Records for processing:
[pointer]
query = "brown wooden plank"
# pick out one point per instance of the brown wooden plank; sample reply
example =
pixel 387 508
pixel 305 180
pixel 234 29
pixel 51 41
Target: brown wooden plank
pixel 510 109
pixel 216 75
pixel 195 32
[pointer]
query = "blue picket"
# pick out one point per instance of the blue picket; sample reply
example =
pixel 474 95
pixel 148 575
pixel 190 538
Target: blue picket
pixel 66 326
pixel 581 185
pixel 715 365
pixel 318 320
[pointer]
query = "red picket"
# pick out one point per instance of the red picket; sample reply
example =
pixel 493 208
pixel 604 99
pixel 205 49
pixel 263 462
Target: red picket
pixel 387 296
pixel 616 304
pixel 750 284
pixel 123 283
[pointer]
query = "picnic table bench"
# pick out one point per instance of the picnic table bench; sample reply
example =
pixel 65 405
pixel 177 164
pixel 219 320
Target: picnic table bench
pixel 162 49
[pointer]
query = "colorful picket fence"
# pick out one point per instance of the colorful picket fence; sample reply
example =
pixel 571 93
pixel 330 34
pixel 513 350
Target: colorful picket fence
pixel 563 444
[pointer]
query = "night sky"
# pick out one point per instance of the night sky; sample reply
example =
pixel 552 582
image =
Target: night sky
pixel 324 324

---

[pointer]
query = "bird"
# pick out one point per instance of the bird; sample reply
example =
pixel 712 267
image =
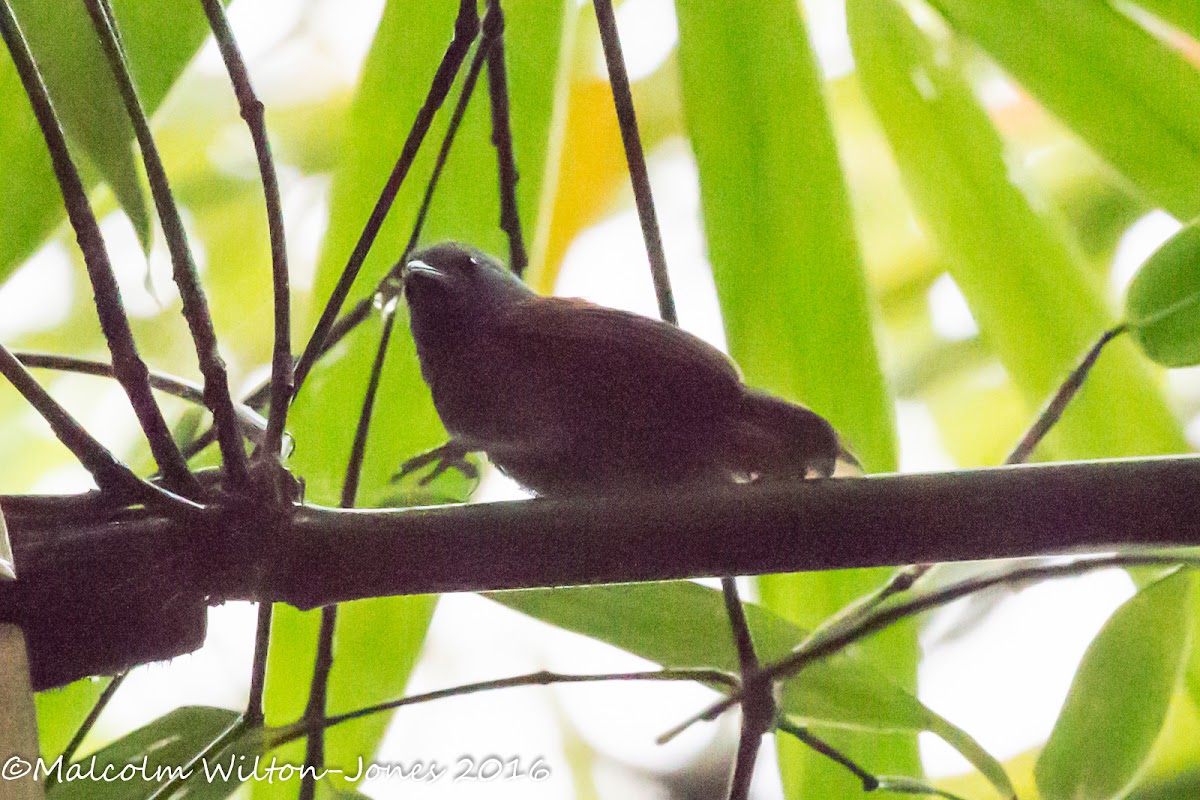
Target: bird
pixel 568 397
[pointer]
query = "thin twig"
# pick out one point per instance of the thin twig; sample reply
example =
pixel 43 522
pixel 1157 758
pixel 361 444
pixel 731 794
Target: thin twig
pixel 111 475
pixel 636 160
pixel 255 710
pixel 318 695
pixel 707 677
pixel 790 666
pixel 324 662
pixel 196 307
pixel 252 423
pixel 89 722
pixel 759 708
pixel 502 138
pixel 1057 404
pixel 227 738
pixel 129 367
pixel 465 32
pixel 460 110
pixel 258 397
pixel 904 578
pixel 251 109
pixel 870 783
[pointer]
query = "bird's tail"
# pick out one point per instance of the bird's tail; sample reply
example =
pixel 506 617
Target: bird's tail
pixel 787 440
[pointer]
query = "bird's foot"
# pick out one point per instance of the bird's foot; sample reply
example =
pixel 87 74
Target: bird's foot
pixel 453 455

==

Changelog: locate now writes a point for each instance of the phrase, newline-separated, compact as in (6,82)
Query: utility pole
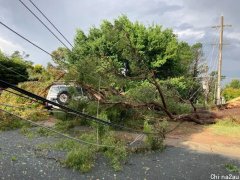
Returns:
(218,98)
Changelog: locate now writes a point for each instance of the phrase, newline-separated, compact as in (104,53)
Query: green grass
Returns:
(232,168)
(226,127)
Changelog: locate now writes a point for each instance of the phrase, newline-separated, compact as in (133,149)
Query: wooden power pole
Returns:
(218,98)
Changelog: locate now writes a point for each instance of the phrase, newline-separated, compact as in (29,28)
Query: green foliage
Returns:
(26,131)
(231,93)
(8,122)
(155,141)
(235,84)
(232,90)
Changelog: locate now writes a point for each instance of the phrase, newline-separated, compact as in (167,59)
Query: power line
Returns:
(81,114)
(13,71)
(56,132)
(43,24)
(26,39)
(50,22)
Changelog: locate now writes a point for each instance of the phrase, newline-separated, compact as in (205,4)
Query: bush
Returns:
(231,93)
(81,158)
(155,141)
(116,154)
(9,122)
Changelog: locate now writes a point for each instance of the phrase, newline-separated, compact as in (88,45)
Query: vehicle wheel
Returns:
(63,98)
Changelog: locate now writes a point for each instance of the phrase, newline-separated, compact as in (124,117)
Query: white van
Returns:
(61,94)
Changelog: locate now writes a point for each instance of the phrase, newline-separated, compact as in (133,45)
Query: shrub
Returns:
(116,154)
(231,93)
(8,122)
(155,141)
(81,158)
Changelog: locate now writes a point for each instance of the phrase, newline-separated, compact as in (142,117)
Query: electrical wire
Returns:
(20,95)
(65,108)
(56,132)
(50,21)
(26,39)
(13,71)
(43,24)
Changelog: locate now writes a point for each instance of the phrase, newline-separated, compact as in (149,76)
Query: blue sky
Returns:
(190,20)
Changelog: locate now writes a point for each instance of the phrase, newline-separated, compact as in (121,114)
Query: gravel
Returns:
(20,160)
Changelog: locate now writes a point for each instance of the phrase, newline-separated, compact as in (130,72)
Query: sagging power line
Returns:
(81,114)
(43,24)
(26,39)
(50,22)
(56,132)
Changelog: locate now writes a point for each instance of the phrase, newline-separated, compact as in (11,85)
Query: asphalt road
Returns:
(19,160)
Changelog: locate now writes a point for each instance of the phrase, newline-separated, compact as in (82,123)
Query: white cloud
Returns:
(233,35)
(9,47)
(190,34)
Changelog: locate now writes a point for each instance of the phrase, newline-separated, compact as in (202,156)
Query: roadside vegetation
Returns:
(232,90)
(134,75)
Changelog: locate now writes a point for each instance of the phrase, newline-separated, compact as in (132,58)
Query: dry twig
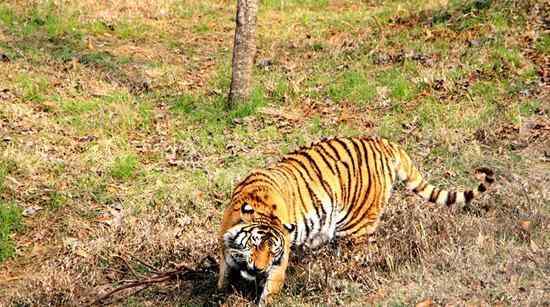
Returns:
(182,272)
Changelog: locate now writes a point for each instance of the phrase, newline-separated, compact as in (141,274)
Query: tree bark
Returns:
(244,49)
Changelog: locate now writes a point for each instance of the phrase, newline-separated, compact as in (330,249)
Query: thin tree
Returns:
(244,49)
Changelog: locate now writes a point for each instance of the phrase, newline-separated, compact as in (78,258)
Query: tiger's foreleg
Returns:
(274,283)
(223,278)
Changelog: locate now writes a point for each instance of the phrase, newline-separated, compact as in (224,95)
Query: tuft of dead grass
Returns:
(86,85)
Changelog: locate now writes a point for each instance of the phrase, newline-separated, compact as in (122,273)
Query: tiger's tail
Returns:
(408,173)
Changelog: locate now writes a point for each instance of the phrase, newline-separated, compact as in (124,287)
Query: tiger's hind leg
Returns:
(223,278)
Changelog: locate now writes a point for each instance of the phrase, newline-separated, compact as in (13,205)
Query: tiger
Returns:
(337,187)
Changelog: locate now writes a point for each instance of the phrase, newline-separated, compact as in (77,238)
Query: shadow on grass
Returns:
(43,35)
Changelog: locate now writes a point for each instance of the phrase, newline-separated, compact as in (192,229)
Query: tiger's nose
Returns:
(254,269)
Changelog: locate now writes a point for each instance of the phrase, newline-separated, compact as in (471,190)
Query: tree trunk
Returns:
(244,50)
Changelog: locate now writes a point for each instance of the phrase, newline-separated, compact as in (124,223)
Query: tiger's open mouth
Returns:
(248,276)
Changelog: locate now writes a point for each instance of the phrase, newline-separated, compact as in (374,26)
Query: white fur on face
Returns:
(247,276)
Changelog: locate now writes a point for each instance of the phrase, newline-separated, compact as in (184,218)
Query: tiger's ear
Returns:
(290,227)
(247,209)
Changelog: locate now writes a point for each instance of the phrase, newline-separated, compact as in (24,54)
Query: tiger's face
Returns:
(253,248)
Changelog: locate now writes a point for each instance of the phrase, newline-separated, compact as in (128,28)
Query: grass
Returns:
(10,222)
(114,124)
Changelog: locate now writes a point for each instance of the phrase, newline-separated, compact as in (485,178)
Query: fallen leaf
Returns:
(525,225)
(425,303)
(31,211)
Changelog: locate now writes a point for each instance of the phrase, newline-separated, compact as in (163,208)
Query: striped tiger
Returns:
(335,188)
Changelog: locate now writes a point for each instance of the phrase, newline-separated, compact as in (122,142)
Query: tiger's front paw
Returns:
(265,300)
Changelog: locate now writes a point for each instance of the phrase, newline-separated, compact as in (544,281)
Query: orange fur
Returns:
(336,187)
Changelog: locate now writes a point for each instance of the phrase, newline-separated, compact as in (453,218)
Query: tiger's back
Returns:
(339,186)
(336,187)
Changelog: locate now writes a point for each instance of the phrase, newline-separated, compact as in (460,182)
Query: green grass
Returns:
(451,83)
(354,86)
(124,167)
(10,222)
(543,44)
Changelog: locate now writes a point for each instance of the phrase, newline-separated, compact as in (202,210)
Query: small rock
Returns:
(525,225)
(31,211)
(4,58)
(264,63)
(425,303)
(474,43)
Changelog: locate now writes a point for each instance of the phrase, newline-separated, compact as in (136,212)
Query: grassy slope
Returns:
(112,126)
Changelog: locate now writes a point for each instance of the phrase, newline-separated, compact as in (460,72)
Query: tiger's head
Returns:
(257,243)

Problem to work on: Please collect every line of the data above that contains the word "plank".

Correct response:
query = "brown wooden plank"
# pick out one point per instance of the brown wooden plank; sample reply
Target: brown wooden plank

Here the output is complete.